(Stored data entries)
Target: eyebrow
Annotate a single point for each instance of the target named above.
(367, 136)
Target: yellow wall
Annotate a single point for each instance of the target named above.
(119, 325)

PROMPT =
Each line shown above must be repeated exactly.

WRITTEN REPLY =
Target: eyebrow
Annotate a single point for each instance of the target named above.
(367, 136)
Target: yellow wall
Annotate a single point for each instance of the target named above.
(119, 325)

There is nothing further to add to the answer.